======== MATERIAL PROVIDED

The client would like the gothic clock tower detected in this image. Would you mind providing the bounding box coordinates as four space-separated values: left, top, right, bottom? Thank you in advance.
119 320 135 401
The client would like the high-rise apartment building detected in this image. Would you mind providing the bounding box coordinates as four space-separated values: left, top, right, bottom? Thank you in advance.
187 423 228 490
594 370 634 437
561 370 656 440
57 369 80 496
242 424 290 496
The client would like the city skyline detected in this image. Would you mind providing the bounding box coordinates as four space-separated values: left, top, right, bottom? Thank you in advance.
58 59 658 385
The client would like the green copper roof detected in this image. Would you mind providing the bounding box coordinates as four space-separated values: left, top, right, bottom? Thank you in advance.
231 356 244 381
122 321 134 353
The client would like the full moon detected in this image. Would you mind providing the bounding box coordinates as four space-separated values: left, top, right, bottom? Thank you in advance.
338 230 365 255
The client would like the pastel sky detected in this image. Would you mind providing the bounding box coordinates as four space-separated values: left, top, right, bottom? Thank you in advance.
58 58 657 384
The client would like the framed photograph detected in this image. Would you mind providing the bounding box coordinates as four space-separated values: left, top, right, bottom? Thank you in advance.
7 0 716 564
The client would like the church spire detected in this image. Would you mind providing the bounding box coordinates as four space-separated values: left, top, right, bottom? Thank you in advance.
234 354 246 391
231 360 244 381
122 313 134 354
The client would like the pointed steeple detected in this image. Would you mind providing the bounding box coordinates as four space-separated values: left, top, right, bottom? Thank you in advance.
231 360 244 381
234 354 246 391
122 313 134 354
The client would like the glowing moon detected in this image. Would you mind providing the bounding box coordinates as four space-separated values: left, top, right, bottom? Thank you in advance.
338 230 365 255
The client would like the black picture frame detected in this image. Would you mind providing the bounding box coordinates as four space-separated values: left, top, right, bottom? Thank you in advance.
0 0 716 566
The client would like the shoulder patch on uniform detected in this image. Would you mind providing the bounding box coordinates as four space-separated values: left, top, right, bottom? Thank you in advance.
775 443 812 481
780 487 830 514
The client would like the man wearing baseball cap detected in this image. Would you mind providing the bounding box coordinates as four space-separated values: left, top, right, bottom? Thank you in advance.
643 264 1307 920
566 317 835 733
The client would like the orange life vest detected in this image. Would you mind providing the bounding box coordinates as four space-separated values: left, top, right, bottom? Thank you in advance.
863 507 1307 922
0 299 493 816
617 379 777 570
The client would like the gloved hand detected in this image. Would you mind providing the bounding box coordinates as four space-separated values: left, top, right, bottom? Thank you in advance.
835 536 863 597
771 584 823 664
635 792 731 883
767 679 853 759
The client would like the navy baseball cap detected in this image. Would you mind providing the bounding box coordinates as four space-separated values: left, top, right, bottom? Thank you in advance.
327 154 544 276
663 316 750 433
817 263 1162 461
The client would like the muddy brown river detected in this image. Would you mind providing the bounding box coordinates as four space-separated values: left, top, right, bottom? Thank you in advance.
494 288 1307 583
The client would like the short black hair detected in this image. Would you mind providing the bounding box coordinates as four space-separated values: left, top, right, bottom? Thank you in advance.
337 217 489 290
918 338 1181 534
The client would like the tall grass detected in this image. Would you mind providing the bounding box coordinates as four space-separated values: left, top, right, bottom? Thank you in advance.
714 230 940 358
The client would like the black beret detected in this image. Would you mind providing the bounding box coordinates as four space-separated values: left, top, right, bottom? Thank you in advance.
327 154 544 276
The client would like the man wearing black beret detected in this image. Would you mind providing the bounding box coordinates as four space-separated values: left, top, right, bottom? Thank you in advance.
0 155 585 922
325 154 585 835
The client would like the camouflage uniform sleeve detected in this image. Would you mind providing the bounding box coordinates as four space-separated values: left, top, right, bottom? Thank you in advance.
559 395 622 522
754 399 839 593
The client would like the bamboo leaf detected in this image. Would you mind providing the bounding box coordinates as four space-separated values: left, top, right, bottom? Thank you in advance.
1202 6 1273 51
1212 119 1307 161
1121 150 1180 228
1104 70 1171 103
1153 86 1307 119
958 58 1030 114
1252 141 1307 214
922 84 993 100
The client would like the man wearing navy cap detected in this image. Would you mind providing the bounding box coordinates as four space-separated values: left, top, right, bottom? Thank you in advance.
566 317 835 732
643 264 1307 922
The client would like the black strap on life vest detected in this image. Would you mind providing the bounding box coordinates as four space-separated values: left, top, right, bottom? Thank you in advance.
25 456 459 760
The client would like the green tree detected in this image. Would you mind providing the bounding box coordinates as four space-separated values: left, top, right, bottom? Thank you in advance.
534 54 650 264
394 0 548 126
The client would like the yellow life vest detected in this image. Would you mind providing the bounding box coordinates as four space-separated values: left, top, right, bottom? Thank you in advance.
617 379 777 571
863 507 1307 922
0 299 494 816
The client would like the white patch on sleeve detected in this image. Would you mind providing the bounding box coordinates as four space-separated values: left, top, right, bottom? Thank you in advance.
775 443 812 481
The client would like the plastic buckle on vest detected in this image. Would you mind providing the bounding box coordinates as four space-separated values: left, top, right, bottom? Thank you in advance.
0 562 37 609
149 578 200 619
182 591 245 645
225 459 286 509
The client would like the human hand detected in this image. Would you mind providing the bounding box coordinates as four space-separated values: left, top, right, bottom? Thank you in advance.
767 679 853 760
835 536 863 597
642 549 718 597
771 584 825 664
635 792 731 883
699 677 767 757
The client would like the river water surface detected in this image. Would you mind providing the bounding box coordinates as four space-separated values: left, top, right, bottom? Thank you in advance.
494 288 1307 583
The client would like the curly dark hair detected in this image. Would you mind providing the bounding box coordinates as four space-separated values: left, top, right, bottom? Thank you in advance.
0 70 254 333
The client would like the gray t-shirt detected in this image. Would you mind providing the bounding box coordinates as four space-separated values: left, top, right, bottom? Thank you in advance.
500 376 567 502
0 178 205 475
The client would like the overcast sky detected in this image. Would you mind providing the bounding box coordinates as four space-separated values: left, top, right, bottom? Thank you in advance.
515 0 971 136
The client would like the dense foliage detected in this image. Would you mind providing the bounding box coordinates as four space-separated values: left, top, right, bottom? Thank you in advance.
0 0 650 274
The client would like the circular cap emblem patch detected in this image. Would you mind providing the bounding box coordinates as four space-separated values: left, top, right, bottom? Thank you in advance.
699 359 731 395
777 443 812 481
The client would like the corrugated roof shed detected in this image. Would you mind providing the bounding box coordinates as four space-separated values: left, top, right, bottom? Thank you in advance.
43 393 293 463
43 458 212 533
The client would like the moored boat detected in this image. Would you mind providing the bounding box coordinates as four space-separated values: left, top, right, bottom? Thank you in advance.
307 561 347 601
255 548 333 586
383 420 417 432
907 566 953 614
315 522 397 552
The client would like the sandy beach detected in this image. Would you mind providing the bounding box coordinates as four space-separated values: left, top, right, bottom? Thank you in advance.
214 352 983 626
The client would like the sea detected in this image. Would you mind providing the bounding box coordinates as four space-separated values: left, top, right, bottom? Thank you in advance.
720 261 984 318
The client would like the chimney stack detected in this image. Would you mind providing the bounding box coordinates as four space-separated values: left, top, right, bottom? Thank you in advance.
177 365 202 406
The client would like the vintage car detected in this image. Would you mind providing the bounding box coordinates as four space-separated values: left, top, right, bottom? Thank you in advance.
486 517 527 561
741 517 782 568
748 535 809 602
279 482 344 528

================

## TASK BRIEF
Rewrite all of the items above, putting "The customer" wherever "The client" appears and leaving everything else as it is.

## ANSWER TO THIS PROBLEM
The customer would like the gothic clock tower detected in this image. Would you mind providing the bounding box coordinates as four space-separated values: left, top, right, bottom? Thank you in advance.
119 320 135 401
The customer would like the high-rise apartment building detected in this image. Would you mind providing the bounding box coordinates as four space-separated values: left, top, right, bottom? Thank you in advance.
187 423 228 490
594 370 634 437
561 370 656 440
57 369 80 496
242 424 290 496
The customer would like the city skyline detected in this image. Would you mind providing the bounding box coordinates as four space-separated values: left, top, right, bottom? Thank you in advance.
58 59 658 385
The customer would like the green copper roof detected in this image. Would you mind providing the bounding box coordinates as four space-separated values: left, top, right, bottom? Thank you in advance.
231 356 244 381
122 321 134 353
The customer would like the full moon detected in this image. Would you mind providing the bounding box coordinates as four space-separated values: left, top, right, bottom? Thank you in advance.
338 230 365 255
The customer would like the pastel sky detected in this image. Would you mind providing the bounding box coordinates as four space-separated values: left, top, right, bottom? Thank you in advance.
58 58 657 384
The customer would like the framed photograph detected in this image. Would you mind providing the bounding box coordinates as four space-separated values: left, top, right, bottom? Thank you in advance.
7 0 716 564
The customer would like the church spire detected in this image. Would you mind providing the bounding box coordinates as four space-separated values: left, top, right, bottom? Thank you in advance.
234 354 246 391
231 360 244 381
122 313 134 354
The customer would like the pointed steeple detected in this image. Would you mind providing the bounding box coordinates as four space-separated values: left, top, right, bottom? Thank you in advance.
231 360 244 381
234 354 246 391
122 313 134 354
The customer would like the glowing moon detected in this image. Would you mind providing the bounding box coordinates as four space-separated values: left, top, right, bottom? Thank you in advance.
338 230 365 255
The customer would like the black picture frame detected in this image. Would you mind providing the bounding box coordinates as four space-separated values: left, top, right, bottom? Thank you in advance.
0 0 716 566
The customer would like the shoulder patch on uniform detected in this image. Would you mind providing the bounding box coordinates as four space-separated values: left, top, right, bottom? Thank you in advance.
775 443 812 481
780 487 830 514
The customer would like the man wearing baseball cap detected in this image. Would you mind providing the bounding box coordinates as four space-separated values: left, top, right, bottom? Thank you in advance.
643 264 1307 920
566 317 835 733
The customer would like the orange life vest detected in this image. Would you mind providing the bounding box coordinates as four space-separated values: left, top, right, bottom? Thank you in advance.
863 507 1307 922
0 299 493 816
617 379 777 570
The customer would like the gloved hand detected in this image. Would you mind providing the bounding box coordinates as four space-separated values: left, top, right, bottom? Thank you in advance.
835 536 863 597
771 584 823 664
635 792 731 883
767 679 853 759
The customer would like the navy baseball cap detected in this image. Would you mind providing the bounding box coordinates as four space-separated values: left, top, right, bottom? Thank you in advance.
327 154 544 276
663 316 750 433
817 263 1162 461
The customer would like the muddy brown river detected in this image. Would you mind providing the bounding box coordinates as four space-separated values: left, top, right, bottom? Thank you in advance.
494 288 1307 583
The customer would like the short black hair detected in this image. Would you mind providing the bounding box coordinates as four space-separated values: left, top, right, bottom? Thank you in advance.
337 217 489 290
918 338 1181 534
The customer would like the tall grass detected in this image. Would you mind providing the bounding box coordinates as four space-separated values: left, top, right, bottom? Thank you in advance.
714 230 940 358
The customer would like the black beret detected in this image. Would you mind providing the bounding box coordinates as four space-separated values: left, top, right, bottom? Thank you in advance.
327 154 544 276
The customer would like the man wearing black beret detected in this image. Would you mind providing the bounding box coordinates as four space-separated values: left, top, right, bottom? Thank you in advance.
0 155 585 922
325 154 585 835
The customer would like the camouflage uniform sleeve detected in this image. Would you mind providing the bounding box coordinates as four space-separated values: left, top, right, bottom? Thank you in advance.
559 395 622 522
754 399 839 593
The customer would like the bamboo leaf detected in this image. Would you mind providing the bounding box coordinates as four space-separated values: left, top, right, bottom? Thank you in advance.
1202 6 1273 51
1212 119 1307 161
1121 150 1180 228
1104 70 1171 103
1153 86 1307 119
958 58 1030 114
1252 141 1307 214
922 84 993 100
The customer would like the man wearing navy cap detected in this image. Would you mind providing the bounding box coordinates as four space-separated values: left, top, right, bottom? Thank you in advance.
566 317 835 732
643 264 1307 922
The customer would like the black strap on life vest detected in this image. Would you mind providing the bounding box coordinates as four space-separated values: left, top, right, bottom? Thank you in advance.
25 456 459 760
The customer would like the green tree detected in this image. Would you mind providing the bounding box coordinates as four space-separated values: left, top, right, bottom? Thank you in advance.
534 54 650 264
394 0 548 126
The customer would like the yellow life vest detected in this image. Would you mind providing the bounding box coordinates as four space-separated values: left, top, right, bottom? Thank you in advance.
617 379 777 571
863 507 1307 922
0 299 494 816
The customer would like the white patch on sleeve detected in this image. Would you mind providing the bounding box coordinates as four space-separated values: left, top, right, bottom? Thank you in advance.
775 443 812 481
The customer would like the plastic buckle on vest detected in this image. Would you mind providing the bounding box coordinates as four space-separated values: left, top, right, bottom? Thank you in advance.
0 562 37 609
149 578 200 619
182 591 245 645
225 459 286 509
The customer would like the human hand detected in this image. Would you mind providing the bounding box coordinates as four space-separated values: left, top, right, bottom? Thank you in advance.
767 679 853 760
835 536 863 597
642 549 718 597
771 584 825 664
635 792 731 883
699 677 767 757
The customer would like the river water surface detected in this image. Would you mind providing the bounding box coordinates as four space-separated values: left, top, right, bottom? Thank you in advance.
494 288 1307 583
The customer would like the curly dark hair detected in this image. Would you mind providing the bounding box coordinates as four space-separated values: left, top, right, bottom? Thank you in advance.
0 70 254 333
The customer would like the gray t-shirt detected in this image. Would you mind providing the bounding box coordinates as four space-separated values: left, top, right, bottom? Thank you in advance.
500 376 567 502
0 178 205 475
The customer would like the overcast sky detected in this image. Would you mind providing the bounding box coordinates as four space-separated values: left, top, right, bottom? Thank you in advance.
515 0 971 136
The customer would like the dense foliage detected in this image. Would you mind providing the bounding box coordinates as four space-separated values: left, top, right, bottom? Thank you in advance.
0 0 650 274
The customer would like the circular cap emblem patch detected in this image. Would you mind providing the bounding box coordinates as four space-separated values: left, top, right, bottom? Thank you in advance.
699 359 731 395
777 443 812 481
The customer would like the corrugated roof shed detected in this image. Would you mind providing the bounding box coordinates as four space-separated values: left, top, right, bottom? Thank you in advance.
43 393 293 463
43 458 212 533
The customer would like the moored boat detected in this image. Would you mind providing the bounding box coordinates as four space-separated values: left, top, right, bottom? Thank you in advance.
307 561 347 601
255 548 333 586
383 420 417 432
907 566 953 614
315 522 397 552
The customer would like the sandy beach detected in this image. Would you mind providing the bounding box coordinates as four space-separated values: left, top, right, bottom? Thank you in advance.
214 352 983 626
The customer would like the sea detected in this image. Would you mind providing the bounding box coordinates as four space-separated values: left, top, right, bottom? Thank you in advance.
720 261 984 318
The customer would like the chimney stack detected in this image. Would you mind providing the bounding box coordinates as four space-separated values: left, top, right, bottom? Thank you in advance.
177 365 202 406
The customer would like the vintage car detected in this image. Would you mind providing the bounding box coordinates as four space-separated values: left, top, right, bottom? Thank you in advance.
486 517 527 561
741 517 782 568
748 535 809 602
279 482 344 528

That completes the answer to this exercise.